→ STATED GOAL
Add 92 to every coordinate in the answers and write out the lines again, requests included, starting at the line that contains "matching the windshield." and ending with the last of the lines below; give only those lines.
□ □ □
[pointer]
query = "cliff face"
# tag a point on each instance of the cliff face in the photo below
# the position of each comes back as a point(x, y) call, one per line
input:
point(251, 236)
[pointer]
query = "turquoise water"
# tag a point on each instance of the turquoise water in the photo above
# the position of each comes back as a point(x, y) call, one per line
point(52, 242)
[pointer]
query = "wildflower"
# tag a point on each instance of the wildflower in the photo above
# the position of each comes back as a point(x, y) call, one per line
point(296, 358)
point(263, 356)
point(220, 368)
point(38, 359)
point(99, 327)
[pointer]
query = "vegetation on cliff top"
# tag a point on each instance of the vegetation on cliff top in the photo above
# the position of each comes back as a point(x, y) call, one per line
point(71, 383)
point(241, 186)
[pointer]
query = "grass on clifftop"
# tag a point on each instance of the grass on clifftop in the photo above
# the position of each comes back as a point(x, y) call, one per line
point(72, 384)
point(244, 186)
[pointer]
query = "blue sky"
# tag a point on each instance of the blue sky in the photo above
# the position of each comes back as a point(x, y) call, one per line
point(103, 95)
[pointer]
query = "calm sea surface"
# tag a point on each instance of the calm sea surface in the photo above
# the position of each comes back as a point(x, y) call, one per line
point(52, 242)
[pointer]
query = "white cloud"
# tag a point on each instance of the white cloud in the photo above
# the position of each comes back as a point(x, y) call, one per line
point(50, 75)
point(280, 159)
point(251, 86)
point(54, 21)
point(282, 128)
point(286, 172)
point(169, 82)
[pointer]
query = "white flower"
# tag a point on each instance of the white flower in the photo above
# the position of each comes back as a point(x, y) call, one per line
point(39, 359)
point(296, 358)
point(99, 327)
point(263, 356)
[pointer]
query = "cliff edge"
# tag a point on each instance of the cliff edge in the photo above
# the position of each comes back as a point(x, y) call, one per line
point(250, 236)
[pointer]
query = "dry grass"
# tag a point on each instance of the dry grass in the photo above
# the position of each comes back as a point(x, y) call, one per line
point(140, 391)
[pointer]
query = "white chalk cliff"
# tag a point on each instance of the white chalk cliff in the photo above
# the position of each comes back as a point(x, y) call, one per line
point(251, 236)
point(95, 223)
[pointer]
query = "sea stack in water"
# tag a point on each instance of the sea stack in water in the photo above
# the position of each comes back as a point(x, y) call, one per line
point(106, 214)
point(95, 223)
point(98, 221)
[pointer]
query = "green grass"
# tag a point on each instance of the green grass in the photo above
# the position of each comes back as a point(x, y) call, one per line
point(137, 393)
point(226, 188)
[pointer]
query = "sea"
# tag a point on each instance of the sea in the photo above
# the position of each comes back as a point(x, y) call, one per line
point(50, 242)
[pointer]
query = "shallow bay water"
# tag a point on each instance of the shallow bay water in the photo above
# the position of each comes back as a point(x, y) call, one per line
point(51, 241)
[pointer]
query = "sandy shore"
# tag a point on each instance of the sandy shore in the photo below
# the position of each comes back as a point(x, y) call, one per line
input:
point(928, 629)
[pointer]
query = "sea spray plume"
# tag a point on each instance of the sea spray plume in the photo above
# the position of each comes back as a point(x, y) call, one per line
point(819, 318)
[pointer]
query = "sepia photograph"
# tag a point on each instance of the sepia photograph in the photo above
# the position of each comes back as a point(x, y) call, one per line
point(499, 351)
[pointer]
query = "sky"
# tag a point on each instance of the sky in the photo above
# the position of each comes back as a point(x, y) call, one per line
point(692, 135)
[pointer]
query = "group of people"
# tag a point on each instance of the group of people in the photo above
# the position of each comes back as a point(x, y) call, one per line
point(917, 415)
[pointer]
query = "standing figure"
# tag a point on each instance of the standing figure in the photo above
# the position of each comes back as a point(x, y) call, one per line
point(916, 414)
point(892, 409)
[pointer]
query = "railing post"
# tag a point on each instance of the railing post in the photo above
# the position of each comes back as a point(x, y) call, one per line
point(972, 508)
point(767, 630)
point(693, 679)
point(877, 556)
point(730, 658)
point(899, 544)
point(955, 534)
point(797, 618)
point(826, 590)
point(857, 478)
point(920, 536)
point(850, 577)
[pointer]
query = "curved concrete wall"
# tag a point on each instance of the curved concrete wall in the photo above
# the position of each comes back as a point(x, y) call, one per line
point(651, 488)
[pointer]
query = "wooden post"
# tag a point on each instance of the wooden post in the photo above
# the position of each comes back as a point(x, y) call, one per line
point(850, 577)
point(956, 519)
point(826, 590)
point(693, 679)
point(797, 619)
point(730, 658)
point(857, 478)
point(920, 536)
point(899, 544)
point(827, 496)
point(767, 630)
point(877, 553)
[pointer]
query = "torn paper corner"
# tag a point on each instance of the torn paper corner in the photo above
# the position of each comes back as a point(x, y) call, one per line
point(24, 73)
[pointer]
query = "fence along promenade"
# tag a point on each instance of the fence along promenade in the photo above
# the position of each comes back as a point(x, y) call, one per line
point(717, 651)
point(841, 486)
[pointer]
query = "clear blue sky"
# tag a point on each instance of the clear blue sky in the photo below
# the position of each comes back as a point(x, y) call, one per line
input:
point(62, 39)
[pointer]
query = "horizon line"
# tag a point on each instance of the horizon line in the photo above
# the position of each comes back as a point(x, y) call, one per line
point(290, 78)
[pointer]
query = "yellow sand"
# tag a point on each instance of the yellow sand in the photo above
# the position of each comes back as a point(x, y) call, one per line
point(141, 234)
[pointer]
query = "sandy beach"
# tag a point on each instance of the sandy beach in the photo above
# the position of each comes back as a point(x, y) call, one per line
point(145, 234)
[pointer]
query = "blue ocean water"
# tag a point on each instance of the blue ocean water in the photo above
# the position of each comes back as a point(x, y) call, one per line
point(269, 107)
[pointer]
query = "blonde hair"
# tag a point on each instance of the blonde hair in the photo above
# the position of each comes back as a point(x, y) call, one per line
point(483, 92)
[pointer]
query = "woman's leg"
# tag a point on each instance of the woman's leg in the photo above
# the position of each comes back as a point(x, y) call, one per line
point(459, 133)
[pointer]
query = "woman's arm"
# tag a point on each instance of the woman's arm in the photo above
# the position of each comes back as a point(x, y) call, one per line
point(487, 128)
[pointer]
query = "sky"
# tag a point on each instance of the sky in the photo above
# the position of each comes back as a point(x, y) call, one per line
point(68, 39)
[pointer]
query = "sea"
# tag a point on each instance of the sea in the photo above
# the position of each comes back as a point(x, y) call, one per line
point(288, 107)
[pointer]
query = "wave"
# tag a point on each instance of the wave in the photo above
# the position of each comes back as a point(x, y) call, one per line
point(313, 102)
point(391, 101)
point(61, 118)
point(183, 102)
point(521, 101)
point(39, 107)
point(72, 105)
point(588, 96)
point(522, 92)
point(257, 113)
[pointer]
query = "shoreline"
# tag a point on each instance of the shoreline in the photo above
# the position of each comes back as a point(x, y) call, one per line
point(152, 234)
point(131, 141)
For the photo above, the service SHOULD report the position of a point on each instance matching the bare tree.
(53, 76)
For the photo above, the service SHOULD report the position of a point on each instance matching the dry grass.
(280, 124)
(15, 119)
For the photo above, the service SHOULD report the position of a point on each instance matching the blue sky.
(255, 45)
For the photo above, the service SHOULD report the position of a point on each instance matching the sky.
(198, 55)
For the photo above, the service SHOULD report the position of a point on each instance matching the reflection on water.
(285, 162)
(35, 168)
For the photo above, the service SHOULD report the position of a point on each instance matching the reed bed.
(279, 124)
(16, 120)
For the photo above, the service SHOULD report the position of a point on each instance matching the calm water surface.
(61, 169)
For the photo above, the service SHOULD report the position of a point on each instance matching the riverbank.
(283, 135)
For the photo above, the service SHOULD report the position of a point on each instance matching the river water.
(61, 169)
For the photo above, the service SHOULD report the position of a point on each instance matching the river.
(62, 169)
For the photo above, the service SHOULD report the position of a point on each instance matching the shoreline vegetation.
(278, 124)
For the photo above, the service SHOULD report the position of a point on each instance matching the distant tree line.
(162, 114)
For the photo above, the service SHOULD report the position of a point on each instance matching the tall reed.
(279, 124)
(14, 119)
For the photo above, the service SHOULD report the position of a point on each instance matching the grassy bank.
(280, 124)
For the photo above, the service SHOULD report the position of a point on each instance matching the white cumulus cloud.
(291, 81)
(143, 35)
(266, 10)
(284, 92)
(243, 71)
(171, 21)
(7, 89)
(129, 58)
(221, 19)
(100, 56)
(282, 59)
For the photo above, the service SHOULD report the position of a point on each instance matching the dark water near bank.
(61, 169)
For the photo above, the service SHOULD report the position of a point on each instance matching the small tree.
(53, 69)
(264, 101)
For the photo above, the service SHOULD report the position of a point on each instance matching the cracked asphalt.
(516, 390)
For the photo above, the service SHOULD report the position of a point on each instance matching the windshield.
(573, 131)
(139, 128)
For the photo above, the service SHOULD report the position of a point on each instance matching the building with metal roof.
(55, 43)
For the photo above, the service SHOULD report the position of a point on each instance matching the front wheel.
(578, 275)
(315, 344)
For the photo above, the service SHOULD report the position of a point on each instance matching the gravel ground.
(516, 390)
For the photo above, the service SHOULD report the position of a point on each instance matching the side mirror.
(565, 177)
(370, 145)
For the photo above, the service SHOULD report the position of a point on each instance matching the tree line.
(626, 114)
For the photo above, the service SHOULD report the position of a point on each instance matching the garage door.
□ □ □
→ OUTPUT FOR THIS TASK
For the photo above, the service SHOULD report the position of a point on each instance matching the windshield.
(665, 223)
(231, 220)
For the photo above, the service SHOULD report the position of a point on each instance matching the building with metal roof.
(147, 135)
For the photo above, the service SHOULD report the position of a point on each instance matching the front wheel.
(670, 367)
(407, 436)
For the photo above, the service SHOULD report the position of a point on each instance matching the gravel ground.
(608, 482)
For the photo above, the service SHOULD report the position of a point on each instance matching the side mirror.
(657, 269)
(462, 237)
For the photo above, the service SHOULD report the position of a point on each instance matching the tree line.
(718, 206)
For the photo above, the service SHOULD report the position of a point on each instance matching the garage door.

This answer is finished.